**What you will do:**
Reproduce nothing but the closing run of lines: the line with "The component shall locate one point per instance of the paved" and each line that follows it to the end of the data.

Excerpts of location labeling data
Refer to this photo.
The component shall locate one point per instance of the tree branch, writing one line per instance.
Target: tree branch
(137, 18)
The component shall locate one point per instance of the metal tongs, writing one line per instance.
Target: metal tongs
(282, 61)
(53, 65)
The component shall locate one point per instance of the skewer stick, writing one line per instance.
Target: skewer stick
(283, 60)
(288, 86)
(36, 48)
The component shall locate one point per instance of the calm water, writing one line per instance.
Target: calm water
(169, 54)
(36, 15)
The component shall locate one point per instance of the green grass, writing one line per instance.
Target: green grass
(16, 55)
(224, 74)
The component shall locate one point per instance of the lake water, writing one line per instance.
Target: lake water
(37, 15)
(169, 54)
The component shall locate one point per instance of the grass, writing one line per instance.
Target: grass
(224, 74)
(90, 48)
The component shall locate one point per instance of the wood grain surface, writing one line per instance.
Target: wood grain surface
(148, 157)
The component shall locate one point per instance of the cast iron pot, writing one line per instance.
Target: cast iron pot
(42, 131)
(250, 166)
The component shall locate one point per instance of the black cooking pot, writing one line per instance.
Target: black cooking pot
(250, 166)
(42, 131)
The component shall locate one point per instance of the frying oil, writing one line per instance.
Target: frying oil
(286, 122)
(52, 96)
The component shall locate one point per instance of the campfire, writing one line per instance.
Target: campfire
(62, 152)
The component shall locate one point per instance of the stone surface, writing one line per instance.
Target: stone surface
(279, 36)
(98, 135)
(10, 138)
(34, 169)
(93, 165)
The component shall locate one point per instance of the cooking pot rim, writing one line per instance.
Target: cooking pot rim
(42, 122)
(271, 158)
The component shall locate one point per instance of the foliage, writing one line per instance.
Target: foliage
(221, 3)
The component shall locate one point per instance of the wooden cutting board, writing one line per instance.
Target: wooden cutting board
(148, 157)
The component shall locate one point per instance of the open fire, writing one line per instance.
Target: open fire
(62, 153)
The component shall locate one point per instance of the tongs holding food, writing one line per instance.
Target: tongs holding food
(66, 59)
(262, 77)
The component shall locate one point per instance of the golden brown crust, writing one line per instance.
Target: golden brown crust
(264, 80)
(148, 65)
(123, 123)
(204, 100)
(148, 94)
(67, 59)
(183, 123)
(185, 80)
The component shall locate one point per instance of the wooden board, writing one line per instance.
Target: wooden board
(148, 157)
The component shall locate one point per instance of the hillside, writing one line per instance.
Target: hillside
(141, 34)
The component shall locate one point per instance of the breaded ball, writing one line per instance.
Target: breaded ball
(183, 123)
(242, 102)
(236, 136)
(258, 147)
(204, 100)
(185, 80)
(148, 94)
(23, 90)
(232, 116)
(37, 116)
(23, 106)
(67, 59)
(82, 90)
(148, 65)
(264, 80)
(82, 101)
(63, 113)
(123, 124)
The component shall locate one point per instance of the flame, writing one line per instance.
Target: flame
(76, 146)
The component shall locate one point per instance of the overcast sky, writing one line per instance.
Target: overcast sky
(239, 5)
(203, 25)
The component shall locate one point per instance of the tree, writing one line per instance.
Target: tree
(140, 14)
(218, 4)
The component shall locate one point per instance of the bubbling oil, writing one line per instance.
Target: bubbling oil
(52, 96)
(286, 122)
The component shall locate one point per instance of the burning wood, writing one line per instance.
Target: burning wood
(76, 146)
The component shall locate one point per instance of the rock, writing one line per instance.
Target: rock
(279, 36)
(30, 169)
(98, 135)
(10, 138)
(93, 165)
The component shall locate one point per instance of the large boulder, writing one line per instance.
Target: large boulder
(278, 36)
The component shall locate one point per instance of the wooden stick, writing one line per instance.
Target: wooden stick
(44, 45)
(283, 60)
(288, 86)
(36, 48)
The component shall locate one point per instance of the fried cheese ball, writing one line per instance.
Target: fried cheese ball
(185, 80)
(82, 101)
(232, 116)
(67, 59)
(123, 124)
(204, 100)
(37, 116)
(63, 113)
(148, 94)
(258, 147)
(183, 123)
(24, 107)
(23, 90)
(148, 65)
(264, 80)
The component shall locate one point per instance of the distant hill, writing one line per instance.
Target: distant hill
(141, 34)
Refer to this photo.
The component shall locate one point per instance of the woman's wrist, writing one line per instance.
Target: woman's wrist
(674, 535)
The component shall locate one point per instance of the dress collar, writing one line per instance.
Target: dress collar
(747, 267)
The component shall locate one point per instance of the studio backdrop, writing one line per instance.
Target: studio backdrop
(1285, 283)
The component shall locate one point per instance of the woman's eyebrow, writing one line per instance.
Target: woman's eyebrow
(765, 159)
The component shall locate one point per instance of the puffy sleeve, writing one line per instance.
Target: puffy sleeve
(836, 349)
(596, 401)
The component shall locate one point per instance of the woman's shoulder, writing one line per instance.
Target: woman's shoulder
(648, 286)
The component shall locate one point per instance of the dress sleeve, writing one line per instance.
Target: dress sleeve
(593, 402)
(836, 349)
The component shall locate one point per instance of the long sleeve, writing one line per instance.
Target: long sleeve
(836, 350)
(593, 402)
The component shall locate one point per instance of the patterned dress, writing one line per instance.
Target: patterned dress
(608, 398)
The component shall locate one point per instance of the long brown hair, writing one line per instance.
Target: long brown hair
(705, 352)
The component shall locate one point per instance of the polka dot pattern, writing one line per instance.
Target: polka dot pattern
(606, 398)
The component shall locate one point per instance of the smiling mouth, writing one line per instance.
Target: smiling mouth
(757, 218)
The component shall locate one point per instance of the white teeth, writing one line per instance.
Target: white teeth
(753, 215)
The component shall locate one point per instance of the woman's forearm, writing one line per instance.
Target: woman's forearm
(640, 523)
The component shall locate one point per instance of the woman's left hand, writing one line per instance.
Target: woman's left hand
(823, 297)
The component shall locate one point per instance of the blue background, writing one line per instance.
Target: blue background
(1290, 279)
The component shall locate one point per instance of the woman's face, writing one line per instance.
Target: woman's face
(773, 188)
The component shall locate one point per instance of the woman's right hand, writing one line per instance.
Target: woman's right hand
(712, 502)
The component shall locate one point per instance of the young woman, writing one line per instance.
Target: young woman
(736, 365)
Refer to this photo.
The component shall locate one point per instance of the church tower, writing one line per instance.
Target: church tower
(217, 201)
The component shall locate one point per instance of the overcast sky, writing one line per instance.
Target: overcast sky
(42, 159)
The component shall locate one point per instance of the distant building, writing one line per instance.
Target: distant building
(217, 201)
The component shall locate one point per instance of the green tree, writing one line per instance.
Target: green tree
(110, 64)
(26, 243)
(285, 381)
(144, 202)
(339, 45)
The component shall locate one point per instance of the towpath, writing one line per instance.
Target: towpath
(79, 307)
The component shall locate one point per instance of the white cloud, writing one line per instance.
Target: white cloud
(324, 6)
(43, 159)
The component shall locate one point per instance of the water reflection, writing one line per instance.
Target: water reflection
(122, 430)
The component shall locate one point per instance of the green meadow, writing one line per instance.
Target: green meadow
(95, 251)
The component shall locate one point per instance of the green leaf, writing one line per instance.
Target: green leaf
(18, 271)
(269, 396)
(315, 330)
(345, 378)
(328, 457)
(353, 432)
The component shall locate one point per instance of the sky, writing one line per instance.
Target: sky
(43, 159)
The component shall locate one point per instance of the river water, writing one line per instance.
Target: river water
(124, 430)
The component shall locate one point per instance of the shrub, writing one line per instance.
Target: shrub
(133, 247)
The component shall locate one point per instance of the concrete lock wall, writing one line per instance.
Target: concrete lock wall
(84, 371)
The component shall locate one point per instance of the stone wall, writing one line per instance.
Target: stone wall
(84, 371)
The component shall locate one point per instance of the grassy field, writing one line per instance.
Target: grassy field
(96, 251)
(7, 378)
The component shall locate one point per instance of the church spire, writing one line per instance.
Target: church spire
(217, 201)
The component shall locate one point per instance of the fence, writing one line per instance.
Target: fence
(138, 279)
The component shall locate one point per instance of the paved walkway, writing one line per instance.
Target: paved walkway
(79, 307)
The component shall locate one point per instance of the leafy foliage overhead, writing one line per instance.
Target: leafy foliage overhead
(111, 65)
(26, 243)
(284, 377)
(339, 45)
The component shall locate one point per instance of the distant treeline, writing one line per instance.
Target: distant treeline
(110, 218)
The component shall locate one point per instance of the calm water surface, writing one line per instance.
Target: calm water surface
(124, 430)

**Written response:**
The component shall locate one point per instance of the paved walkway, writing one line per instance.
Target: paved walkway
(79, 307)
The component shall locate one point per instance of the leafy foliage overhead, writing one line per instance.
Target: leafy foliage overhead
(111, 65)
(26, 243)
(284, 377)
(339, 45)
The component shall locate one point per instance of the distant treeline, writing one line per instance.
Target: distant treeline
(110, 218)
The component shall locate one point per instance of the calm water surface, writing one line per instance.
Target: calm water surface
(124, 430)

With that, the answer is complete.